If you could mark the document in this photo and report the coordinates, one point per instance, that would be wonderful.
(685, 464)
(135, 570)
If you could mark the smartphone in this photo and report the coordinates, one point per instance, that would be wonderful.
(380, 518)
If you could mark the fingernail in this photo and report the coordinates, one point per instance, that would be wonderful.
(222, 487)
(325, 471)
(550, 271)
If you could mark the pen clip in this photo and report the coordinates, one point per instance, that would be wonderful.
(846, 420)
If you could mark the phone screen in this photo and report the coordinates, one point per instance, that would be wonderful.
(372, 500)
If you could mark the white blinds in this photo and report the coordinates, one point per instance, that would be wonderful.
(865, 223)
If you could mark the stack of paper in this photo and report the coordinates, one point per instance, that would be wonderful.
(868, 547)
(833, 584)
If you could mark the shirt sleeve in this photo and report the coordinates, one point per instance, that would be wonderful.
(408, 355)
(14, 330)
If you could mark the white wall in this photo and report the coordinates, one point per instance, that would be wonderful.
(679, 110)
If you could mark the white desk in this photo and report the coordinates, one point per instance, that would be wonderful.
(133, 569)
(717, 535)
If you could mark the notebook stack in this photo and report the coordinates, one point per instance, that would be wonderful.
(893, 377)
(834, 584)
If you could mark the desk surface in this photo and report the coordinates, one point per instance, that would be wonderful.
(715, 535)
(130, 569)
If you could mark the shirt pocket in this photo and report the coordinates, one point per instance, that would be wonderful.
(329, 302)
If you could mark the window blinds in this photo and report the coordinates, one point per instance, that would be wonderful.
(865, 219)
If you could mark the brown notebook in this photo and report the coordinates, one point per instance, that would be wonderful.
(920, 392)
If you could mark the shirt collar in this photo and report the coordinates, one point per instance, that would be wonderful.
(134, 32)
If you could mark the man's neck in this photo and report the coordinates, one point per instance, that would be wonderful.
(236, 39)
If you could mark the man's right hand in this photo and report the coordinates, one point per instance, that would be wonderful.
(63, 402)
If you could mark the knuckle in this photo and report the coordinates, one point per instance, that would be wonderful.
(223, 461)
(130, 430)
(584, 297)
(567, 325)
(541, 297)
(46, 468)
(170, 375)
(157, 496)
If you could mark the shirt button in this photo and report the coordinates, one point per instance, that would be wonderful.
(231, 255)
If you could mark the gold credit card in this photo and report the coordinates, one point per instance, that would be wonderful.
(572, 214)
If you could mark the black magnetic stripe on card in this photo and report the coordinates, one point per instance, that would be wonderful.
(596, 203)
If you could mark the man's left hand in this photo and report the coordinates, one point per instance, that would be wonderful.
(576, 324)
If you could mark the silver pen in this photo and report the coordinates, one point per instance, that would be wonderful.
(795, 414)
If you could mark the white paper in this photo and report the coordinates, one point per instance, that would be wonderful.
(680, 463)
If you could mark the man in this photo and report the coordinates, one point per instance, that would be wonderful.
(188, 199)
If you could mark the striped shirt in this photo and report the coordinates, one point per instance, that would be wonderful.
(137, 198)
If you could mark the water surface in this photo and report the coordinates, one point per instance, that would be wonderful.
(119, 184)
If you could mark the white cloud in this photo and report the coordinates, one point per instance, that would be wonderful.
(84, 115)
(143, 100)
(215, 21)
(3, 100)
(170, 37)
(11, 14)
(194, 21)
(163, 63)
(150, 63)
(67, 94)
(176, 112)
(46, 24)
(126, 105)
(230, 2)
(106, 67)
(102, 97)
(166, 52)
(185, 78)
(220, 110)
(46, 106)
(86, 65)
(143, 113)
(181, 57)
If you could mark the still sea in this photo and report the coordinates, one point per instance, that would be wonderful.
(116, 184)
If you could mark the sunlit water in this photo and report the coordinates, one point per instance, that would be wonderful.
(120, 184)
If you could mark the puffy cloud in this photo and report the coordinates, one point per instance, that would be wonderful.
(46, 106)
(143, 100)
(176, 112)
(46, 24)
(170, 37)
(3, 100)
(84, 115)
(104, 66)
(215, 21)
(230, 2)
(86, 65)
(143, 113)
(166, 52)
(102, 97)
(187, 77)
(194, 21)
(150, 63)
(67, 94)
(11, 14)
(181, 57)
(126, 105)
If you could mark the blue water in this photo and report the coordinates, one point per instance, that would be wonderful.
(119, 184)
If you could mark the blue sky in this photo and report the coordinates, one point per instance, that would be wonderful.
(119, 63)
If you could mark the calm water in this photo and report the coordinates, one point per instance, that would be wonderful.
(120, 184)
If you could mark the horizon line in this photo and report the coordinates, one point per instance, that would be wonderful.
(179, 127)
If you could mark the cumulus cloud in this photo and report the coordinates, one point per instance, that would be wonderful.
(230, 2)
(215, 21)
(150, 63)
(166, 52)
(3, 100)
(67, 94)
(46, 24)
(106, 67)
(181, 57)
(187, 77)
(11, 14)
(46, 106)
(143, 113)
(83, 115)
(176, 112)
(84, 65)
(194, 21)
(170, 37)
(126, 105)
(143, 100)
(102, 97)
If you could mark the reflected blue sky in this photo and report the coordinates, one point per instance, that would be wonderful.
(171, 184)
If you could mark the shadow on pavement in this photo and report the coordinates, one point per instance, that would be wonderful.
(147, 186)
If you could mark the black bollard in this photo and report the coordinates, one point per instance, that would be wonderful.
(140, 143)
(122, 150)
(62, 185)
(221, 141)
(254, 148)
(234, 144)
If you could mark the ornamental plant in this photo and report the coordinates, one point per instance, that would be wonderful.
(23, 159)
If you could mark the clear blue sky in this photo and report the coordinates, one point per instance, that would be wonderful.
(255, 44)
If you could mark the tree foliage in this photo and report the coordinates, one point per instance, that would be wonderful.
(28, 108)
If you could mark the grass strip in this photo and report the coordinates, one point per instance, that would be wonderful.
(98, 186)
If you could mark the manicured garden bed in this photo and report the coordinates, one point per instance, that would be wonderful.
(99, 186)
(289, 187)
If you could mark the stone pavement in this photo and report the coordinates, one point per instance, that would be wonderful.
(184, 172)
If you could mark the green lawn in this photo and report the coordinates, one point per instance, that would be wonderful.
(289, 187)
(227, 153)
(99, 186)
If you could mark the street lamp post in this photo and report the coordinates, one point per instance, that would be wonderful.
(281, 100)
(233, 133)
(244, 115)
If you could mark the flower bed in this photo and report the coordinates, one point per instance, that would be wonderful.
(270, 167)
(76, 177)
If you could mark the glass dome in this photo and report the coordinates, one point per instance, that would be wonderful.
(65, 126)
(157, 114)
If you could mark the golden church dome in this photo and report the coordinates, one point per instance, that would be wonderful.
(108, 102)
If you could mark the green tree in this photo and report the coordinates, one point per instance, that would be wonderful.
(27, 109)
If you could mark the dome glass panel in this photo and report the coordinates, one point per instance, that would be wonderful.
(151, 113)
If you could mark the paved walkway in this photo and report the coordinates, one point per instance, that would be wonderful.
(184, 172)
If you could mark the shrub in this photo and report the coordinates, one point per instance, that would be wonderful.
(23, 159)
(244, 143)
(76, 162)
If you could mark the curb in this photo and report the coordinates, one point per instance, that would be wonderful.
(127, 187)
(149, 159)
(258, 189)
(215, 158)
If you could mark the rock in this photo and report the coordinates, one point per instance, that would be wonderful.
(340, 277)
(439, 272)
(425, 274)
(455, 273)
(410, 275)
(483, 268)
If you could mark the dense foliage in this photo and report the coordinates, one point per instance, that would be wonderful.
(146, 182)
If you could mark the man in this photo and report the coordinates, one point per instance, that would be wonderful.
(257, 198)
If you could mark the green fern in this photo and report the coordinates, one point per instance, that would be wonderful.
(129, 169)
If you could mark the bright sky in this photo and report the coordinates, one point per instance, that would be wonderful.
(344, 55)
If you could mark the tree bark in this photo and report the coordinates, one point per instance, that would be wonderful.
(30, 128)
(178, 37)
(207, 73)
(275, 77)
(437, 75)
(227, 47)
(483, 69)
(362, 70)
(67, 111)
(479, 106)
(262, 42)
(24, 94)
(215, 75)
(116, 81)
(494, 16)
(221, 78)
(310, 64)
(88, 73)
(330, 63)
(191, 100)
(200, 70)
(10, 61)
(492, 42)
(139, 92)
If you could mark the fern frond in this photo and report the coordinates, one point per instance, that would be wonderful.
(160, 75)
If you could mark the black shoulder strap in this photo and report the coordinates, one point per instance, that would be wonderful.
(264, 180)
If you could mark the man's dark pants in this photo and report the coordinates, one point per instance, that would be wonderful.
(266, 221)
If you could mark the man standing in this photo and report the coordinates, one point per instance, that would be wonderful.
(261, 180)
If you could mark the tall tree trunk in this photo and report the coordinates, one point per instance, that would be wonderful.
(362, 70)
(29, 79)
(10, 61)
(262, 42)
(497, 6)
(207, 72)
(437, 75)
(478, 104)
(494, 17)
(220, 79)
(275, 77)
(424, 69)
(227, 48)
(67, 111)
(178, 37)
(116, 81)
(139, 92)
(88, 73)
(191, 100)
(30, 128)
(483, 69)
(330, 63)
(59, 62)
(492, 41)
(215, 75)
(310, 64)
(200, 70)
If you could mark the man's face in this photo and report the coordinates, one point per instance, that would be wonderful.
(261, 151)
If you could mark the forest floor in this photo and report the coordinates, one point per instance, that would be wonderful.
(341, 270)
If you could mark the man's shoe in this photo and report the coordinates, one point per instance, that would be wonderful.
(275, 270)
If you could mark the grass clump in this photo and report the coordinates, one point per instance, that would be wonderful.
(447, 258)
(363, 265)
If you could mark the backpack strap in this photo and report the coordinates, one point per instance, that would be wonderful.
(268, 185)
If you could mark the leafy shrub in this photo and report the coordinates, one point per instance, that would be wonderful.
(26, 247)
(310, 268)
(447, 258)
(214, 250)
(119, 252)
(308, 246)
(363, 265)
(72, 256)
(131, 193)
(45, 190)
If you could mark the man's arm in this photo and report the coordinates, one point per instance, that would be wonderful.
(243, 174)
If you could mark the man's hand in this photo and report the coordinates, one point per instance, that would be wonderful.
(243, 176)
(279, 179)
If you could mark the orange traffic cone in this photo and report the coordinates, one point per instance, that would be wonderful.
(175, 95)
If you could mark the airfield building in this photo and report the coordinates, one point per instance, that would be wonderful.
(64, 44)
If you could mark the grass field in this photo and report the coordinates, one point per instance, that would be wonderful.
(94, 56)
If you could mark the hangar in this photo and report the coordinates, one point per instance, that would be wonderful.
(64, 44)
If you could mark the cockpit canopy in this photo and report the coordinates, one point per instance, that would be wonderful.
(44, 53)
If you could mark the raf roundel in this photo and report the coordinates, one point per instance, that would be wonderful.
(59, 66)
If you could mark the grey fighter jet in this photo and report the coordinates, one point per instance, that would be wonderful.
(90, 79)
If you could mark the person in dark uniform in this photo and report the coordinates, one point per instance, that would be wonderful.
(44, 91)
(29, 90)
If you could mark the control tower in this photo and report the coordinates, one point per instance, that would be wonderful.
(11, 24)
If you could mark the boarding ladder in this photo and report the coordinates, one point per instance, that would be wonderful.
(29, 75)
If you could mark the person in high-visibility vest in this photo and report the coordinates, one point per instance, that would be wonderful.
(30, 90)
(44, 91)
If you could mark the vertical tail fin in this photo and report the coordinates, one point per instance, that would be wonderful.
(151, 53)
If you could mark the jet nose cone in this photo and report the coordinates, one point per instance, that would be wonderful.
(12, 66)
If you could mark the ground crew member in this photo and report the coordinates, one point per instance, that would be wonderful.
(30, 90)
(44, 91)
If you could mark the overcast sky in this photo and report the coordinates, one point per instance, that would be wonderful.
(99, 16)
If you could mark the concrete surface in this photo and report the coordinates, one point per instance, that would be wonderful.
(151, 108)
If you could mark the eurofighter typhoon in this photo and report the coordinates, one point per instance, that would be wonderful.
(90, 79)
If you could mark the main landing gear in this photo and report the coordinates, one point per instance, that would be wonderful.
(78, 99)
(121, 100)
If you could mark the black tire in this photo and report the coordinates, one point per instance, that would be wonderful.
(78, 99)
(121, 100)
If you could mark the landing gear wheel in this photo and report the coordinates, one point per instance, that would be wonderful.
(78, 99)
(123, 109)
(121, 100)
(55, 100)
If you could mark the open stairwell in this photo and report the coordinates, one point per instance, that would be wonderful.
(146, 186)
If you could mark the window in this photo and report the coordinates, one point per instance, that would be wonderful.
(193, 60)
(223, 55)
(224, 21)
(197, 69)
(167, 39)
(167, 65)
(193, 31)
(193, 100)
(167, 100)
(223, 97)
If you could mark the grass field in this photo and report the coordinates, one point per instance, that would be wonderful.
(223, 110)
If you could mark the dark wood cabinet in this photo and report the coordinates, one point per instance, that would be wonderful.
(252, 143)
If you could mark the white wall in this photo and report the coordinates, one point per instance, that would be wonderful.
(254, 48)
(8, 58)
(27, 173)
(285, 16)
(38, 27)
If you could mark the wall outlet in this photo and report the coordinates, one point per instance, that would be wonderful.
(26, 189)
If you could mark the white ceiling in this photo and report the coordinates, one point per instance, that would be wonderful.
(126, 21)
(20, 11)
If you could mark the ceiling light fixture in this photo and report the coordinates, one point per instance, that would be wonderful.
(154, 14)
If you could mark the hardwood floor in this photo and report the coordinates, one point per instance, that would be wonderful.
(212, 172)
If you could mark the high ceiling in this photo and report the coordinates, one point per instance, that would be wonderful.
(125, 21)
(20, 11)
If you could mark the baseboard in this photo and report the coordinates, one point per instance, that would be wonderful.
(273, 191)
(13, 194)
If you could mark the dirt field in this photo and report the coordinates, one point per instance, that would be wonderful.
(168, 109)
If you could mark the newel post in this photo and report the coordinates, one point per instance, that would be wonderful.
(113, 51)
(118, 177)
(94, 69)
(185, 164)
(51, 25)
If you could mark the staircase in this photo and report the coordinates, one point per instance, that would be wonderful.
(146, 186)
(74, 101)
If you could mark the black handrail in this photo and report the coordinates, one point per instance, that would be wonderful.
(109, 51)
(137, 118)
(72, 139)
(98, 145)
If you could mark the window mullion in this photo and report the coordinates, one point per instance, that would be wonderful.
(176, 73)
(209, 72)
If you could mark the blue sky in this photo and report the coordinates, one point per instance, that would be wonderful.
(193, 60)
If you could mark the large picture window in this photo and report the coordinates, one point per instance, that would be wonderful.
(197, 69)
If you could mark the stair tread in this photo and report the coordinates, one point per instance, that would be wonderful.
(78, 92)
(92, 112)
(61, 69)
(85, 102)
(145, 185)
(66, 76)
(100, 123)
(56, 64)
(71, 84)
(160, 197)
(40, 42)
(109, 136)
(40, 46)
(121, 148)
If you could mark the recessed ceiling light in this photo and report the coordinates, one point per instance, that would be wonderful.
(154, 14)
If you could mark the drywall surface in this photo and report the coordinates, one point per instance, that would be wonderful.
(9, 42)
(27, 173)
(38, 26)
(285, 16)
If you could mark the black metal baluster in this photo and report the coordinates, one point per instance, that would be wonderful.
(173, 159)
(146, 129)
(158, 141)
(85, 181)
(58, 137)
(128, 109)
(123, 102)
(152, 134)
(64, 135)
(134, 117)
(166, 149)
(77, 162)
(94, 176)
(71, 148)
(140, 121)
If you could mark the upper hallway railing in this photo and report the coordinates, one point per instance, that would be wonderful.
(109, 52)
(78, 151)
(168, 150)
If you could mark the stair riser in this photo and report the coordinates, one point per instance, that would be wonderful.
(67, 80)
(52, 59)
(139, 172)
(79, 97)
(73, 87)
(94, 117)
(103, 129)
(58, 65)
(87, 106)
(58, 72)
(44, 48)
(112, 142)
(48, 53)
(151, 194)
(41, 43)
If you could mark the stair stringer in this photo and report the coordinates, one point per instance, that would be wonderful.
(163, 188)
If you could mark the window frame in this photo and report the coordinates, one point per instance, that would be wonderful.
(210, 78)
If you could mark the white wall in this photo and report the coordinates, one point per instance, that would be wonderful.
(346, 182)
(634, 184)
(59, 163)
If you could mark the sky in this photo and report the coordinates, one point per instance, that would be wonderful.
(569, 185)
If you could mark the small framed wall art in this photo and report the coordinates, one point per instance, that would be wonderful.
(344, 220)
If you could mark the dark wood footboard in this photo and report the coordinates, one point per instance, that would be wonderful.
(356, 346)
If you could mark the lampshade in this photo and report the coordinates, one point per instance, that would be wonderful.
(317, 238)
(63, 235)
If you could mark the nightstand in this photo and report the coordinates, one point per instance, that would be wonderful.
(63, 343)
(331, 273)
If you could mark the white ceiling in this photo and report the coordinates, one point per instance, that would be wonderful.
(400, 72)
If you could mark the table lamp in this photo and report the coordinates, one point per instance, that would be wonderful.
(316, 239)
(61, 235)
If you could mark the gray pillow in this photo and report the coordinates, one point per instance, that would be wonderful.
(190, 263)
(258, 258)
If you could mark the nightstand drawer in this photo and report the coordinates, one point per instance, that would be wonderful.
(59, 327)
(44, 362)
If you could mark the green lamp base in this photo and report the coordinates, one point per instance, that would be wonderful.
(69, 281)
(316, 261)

|---|

§ **What is needed**
Every line from the one containing "If you could mark the window frame" through the end of the entries above must be echoed exactly, with both ends kept.

§ **Full response**
If you could mark the window frame in this photo and report the coordinates, one point per instance, that would be wonderful.
(210, 78)
If you could mark the white wall in this photo and report the coordinates, one point per instance, that would be wonderful.
(346, 182)
(634, 184)
(59, 163)
If you could mark the sky in this photo and report the coordinates, one point per instance, that would be wonderful.
(569, 185)
If you could mark the small framed wall art in this photo and report the coordinates, one point per instance, that would be wonderful.
(344, 220)
If you could mark the dark wood footboard in this photo and report the coordinates, one point per instance, that would be wonderful.
(356, 346)
If you could mark the lampshade in this photo and report the coordinates, one point per instance, that would be wonderful.
(317, 238)
(63, 235)
If you could mark the nightstand in this photo and report the coordinates, one point per instance, that would be wonderful.
(63, 343)
(331, 273)
If you could mark the white ceiling in this photo and report the coordinates, one point per instance, that would be wonderful.
(400, 72)
If you could mark the table lamp in this photo and report the coordinates, one point per instance, that would be wonderful.
(316, 239)
(61, 235)
If you could mark the gray pillow in this photo and report the coordinates, one point per instance, that would be wonderful.
(190, 263)
(258, 258)
If you could mark the nightstand drawer in this photo and report the coordinates, one point per instance, that would be wonderful.
(59, 327)
(44, 362)
If you could mark the green lamp base in this photo and report the coordinates, one point per instance, that would be wonderful.
(69, 281)
(316, 261)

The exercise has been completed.